Task:
The records below must be repeated exactly, but without their pictures.

________

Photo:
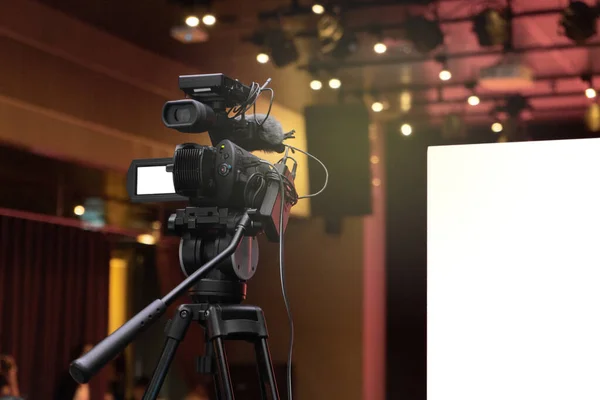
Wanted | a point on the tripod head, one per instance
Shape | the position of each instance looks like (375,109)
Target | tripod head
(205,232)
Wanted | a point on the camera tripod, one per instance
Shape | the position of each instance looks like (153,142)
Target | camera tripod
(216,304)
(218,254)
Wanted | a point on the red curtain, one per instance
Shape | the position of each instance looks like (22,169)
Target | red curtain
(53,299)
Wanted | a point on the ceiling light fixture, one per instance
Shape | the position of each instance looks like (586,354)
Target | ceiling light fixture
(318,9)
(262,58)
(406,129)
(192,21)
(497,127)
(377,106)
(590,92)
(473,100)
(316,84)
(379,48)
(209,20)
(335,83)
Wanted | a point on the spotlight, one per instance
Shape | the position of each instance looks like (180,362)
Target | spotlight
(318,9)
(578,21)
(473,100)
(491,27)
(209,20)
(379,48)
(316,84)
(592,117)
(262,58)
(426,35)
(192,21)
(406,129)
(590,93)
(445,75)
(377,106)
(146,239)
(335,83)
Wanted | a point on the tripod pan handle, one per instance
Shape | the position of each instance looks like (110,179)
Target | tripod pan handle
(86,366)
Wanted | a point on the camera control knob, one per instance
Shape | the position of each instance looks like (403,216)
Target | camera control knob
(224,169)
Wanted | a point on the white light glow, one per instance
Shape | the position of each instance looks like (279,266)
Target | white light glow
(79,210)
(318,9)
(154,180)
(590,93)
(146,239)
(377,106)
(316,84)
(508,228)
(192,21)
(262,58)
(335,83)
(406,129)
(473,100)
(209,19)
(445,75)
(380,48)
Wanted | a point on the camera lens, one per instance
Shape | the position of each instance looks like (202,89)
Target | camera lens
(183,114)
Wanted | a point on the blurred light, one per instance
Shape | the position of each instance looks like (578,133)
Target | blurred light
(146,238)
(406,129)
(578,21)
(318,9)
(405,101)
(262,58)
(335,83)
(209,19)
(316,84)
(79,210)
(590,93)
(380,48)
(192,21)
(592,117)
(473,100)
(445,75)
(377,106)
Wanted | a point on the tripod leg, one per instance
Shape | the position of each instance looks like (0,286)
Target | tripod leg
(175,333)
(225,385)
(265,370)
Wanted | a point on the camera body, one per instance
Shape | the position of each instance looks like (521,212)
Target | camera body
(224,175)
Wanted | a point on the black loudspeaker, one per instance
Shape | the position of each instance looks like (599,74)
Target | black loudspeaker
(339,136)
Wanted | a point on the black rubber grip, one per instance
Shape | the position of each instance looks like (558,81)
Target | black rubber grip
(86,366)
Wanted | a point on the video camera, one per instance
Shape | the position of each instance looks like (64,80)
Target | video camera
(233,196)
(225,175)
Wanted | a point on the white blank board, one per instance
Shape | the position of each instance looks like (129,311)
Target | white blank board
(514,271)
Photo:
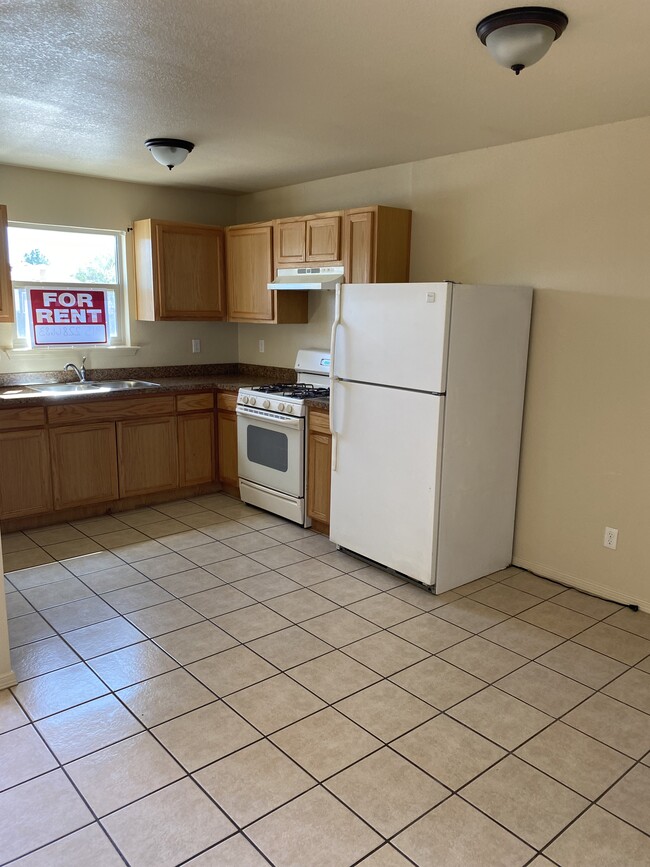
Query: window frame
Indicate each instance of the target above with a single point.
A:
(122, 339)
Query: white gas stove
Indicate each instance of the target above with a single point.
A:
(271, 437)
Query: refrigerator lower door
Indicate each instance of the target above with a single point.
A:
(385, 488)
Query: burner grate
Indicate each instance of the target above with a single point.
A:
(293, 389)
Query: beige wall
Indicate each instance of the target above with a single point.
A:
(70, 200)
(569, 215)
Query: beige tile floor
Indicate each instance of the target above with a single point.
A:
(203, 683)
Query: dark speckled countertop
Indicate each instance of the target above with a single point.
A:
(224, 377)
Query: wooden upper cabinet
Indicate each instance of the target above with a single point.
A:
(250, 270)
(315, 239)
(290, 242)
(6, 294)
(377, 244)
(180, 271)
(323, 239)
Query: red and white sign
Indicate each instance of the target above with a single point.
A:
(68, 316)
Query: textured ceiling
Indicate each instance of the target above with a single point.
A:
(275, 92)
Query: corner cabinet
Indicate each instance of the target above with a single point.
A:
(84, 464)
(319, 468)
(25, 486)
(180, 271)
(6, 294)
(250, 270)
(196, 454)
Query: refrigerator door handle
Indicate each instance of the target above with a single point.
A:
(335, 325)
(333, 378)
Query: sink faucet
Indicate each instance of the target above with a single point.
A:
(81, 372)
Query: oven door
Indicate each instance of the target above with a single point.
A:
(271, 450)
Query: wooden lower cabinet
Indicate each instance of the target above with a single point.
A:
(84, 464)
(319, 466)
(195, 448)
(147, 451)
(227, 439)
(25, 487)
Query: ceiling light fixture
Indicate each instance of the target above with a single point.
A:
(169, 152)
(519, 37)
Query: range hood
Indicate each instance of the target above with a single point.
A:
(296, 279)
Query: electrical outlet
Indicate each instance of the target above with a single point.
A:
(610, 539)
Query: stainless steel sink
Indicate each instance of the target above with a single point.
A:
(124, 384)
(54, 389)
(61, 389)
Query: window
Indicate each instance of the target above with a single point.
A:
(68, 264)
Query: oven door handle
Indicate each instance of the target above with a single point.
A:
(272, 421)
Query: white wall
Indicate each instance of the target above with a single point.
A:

________

Expected output:
Photo:
Wanted | a point on the tripod head, one per instance
Shape | the position of each instance looks like (375,109)
Target | tripod head
(205,232)
Wanted | a point on the camera tripod, one per instance
Shape | the position of each instance looks like (153,142)
Target | camera tripod
(216,304)
(218,254)
Wanted | a point on the red curtain, one per instance
Shape | the position of each instance looks like (22,169)
Target | red curtain
(53,299)
Wanted | a point on the ceiling light fixture, one per instance
Shape | the position of each instance looks like (586,354)
Target | ceiling light fixture
(318,9)
(262,58)
(406,129)
(192,21)
(497,127)
(377,106)
(590,92)
(473,100)
(316,84)
(379,48)
(209,20)
(335,83)
Wanted | a point on the spotlight, one per instance
Shape | the position of each instance looks like (180,362)
Target | spotlight
(318,9)
(578,21)
(473,100)
(491,27)
(209,20)
(379,48)
(316,84)
(592,117)
(262,58)
(426,35)
(192,21)
(406,129)
(590,93)
(445,75)
(377,106)
(146,239)
(335,83)
Wanted | a point on the tripod pan handle, one per instance
Shape | the position of each instance looks like (110,179)
Target | tripod pan handle
(86,366)
Wanted | a point on the camera control knob, one per instance
Shape | the position of each instance looks like (403,216)
Target | camera control knob
(224,169)
Wanted | a point on the white light glow, one per instance
Shape | the position of each instance looks like (279,266)
Target | white light glow
(79,210)
(318,9)
(154,180)
(590,93)
(146,239)
(377,106)
(316,84)
(508,228)
(192,21)
(262,58)
(335,83)
(406,129)
(473,100)
(209,19)
(445,75)
(380,48)
Wanted | a point on the camera lens, one per instance
Shape | the position of each instance looks like (202,89)
Target | camera lens
(183,114)
Wanted | a point on the blurred light, one per instance
Shape | the position of each instance looks like (578,133)
Target | blurred light
(146,238)
(406,129)
(578,21)
(318,9)
(405,101)
(262,58)
(335,83)
(209,19)
(316,84)
(79,210)
(590,93)
(380,48)
(192,21)
(592,117)
(473,100)
(445,75)
(377,106)
Wanted | a point on the tripod leg, one per instance
Shape | the position of each instance looks like (0,286)
Target | tripod leg
(175,333)
(225,385)
(265,370)
Wanted | a point on the camera body, one per instance
Shape | the position of each instance looks like (521,212)
Target | camera body
(224,175)
Wanted | a point on the black loudspeaker, one per instance
Shape | the position of each instance looks like (599,74)
Target | black loudspeaker
(339,136)
Wanted | a point on the black rubber grip, one per instance
Shape | the position of each instance looks like (558,81)
Target | black rubber grip
(86,366)
Wanted | a point on the video camera, one per instance
Shape | the position of each instance looks like (64,80)
Target | video camera
(233,196)
(225,175)
Wanted | a point on the white blank board, one per instance
Shape | the position of each instance looks like (129,311)
Target | white blank board
(514,271)
Photo:
Query: window frame
Indicate each instance of the target above with a single point.
A:
(122, 339)
Query: white gas stove
Indicate each instance of the target above with a single point.
A:
(271, 437)
Query: refrigerator lower door
Indicate each instance of the target above with a single point.
A:
(385, 488)
Query: burner grate
Indicate each instance of the target above with a single point.
A:
(293, 389)
Query: beige wall
Indicate each instance of the target above with a single point.
A:
(70, 200)
(569, 215)
Query: beige tile floor
Indicate each instance of the target above with a single point.
A:
(203, 683)
Query: dark speckled countertop
Indicate each instance of the target above with a single point.
A:
(224, 377)
Query: wooden upper cabinet
Indicate each instance of the target above with a single point.
A:
(250, 270)
(315, 239)
(290, 242)
(6, 294)
(377, 244)
(180, 271)
(323, 239)
Query: red and white sign
Indicate each instance of the target above with a single point.
A:
(68, 316)
Query: textured ceiling
Indicate each instance of the target above with a single point.
A:
(275, 92)
Query: corner cabinet
Indicate each instance of the target above with a single point.
A:
(84, 464)
(319, 468)
(25, 486)
(180, 271)
(6, 294)
(250, 270)
(196, 454)
Query: refrigerator door handle
Indicate each instance of the target above with a single point.
A:
(335, 325)
(333, 378)
Query: sink faucet
Indicate each instance of the target above with a single point.
A:
(81, 372)
Query: oven door
Indicate each instance of the target above with a single point.
A:
(271, 450)
Query: wooden lower cabinet
Indicate each instance of the target above with a single point.
A:
(84, 464)
(319, 466)
(195, 448)
(147, 451)
(227, 439)
(25, 487)
Query: ceiling light fixture
Indicate each instance of the target above with a single point.
A:
(169, 152)
(519, 37)
Query: range hood
Indicate each instance of the target above with a single point.
A:
(296, 279)
Query: electrical outlet
Indicate each instance of the target above with a single point.
A:
(610, 539)
Query: stainless steel sink
Indicate each instance of the target above with a single point.
A:
(124, 384)
(54, 389)
(61, 389)
Query: window
Indicate each instance of the target above with a single point.
A:
(68, 264)
Query: oven door handle
Indicate each instance of the target above with a single point.
A:
(272, 421)
Query: white wall
Indicate each instance of the target above with a single point.
A:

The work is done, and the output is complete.